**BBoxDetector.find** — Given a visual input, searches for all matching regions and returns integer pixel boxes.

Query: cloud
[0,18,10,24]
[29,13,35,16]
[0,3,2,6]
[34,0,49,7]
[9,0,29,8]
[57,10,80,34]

........

→ **What is asked**
Write out every line of the listing above that contains the word "regions".

→ **Complete response**
**BBoxDetector.find** — Given a visual input, searches for all matching regions and returns integer pixel boxes.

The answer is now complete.